**** Dataset extract ****

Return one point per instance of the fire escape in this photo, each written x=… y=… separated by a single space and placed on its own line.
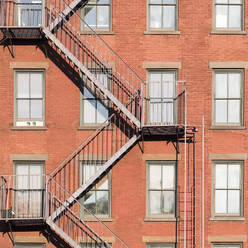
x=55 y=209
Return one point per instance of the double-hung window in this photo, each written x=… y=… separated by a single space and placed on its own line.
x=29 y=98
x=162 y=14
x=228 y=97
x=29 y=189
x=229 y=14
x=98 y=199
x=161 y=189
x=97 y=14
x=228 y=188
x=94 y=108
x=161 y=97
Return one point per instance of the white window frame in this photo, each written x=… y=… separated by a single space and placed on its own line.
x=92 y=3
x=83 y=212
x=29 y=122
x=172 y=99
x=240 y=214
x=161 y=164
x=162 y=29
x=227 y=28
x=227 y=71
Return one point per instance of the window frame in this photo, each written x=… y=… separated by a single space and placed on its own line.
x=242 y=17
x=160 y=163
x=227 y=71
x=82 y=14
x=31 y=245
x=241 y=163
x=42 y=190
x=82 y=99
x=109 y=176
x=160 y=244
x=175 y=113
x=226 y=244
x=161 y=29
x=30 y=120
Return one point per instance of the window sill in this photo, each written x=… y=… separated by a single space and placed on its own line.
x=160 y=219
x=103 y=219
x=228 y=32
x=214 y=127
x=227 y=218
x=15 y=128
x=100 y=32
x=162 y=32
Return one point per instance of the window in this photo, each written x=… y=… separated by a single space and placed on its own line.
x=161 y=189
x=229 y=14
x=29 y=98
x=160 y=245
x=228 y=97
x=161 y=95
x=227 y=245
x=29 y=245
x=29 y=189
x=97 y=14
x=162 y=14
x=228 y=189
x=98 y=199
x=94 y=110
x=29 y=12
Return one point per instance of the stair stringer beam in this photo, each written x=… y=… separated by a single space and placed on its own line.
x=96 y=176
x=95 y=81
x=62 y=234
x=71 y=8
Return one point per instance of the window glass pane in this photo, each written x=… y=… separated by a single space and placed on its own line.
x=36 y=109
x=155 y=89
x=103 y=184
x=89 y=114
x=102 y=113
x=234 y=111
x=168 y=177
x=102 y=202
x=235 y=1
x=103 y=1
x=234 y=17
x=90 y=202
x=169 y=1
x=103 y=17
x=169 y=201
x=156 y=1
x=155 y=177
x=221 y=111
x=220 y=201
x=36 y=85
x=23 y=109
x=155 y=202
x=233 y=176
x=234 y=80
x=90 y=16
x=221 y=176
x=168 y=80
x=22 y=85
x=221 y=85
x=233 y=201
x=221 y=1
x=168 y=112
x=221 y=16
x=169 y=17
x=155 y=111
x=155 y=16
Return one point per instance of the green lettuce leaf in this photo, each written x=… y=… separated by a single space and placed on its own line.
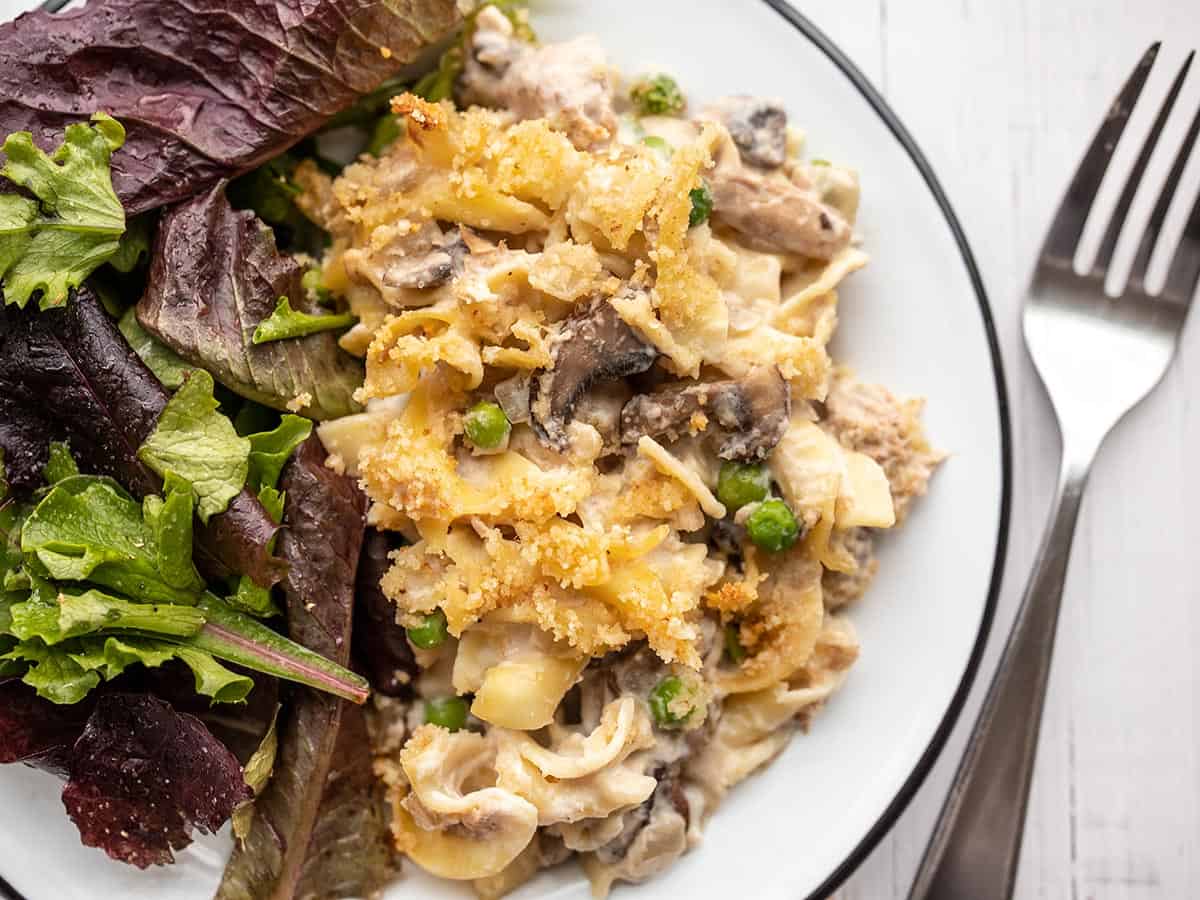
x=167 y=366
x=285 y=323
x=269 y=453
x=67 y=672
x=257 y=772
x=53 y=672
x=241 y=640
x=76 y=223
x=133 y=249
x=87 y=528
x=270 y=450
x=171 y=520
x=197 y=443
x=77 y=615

****

Aim of the exercise:
Give every line of the listing above as a numbered list, skipping blank lines and leaving out the pictures.

Output below:
1. Return one point per instance of the fire escape in this photo, each written x=… y=… separated by a single space and placed on its own line.
2. x=55 y=209
3. Return one point per instance of the double-hung window in this photo, each written x=… y=… separated by a single space and placed on its own line.
4. x=29 y=98
5. x=162 y=14
6. x=228 y=97
7. x=29 y=189
8. x=229 y=14
9. x=98 y=199
10. x=161 y=189
11. x=97 y=14
12. x=228 y=188
13. x=94 y=108
14. x=161 y=97
15. Return one point per instance of the white window frame in this photo, each written x=… y=… separated by a single space and placed on its own line.
16. x=92 y=3
17. x=83 y=212
18. x=29 y=122
19. x=172 y=99
20. x=240 y=214
21. x=161 y=164
22. x=162 y=29
23. x=227 y=28
24. x=227 y=71
25. Return one point per instance of the window frame in this photo, each written x=… y=… separated by a single space and placed on its own line.
26. x=242 y=17
27. x=160 y=163
28. x=227 y=71
29. x=82 y=14
30. x=31 y=245
31. x=241 y=163
32. x=42 y=190
33. x=82 y=99
34. x=109 y=176
35. x=160 y=244
36. x=175 y=113
37. x=226 y=244
38. x=161 y=29
39. x=30 y=120
40. Return one point per instance of the window sill in this photo, each written x=… y=… separated by a single space and placed on its own line.
41. x=160 y=219
42. x=103 y=219
43. x=228 y=32
44. x=214 y=127
45. x=227 y=218
46. x=15 y=128
47. x=100 y=32
48. x=162 y=32
49. Return one point per instance of the window in this photo, each written x=… y=… separated by a single space and placed on its own line.
50. x=161 y=189
51. x=229 y=14
52. x=29 y=98
53. x=160 y=245
54. x=228 y=97
55. x=161 y=95
56. x=227 y=245
57. x=29 y=245
58. x=29 y=189
59. x=97 y=14
60. x=162 y=14
61. x=228 y=189
62. x=98 y=199
63. x=94 y=110
64. x=29 y=12
65. Return one point per instance of the stair stringer beam in this photo, each written x=… y=… separated by a single space and placed on its own line.
66. x=96 y=176
67. x=95 y=81
68. x=62 y=234
69. x=71 y=8
70. Return one point per instance of the window glass pane in this photo, each written x=… y=… separated by a single space and placed on its own line.
71. x=36 y=109
72. x=155 y=89
73. x=103 y=184
74. x=89 y=114
75. x=102 y=113
76. x=234 y=111
77. x=168 y=177
78. x=102 y=202
79. x=235 y=1
80. x=103 y=1
81. x=234 y=17
82. x=90 y=202
83. x=169 y=1
84. x=103 y=17
85. x=169 y=201
86. x=156 y=1
87. x=155 y=177
88. x=221 y=111
89. x=220 y=201
90. x=36 y=85
91. x=23 y=109
92. x=155 y=202
93. x=233 y=176
94. x=234 y=80
95. x=90 y=16
96. x=221 y=176
97. x=168 y=80
98. x=22 y=85
99. x=221 y=85
100. x=233 y=201
101. x=221 y=1
102. x=168 y=112
103. x=221 y=16
104. x=169 y=17
105. x=155 y=111
106. x=155 y=16
107. Return one point per instance of the green lettuce leaf in this photo, each written x=… y=… separated by a single space and placed on its own line.
108. x=167 y=366
109. x=285 y=323
110. x=269 y=453
111. x=67 y=672
112. x=257 y=772
113. x=53 y=672
114. x=241 y=640
115. x=76 y=223
116. x=133 y=249
117. x=87 y=528
118. x=270 y=450
119. x=171 y=520
120. x=197 y=443
121. x=77 y=615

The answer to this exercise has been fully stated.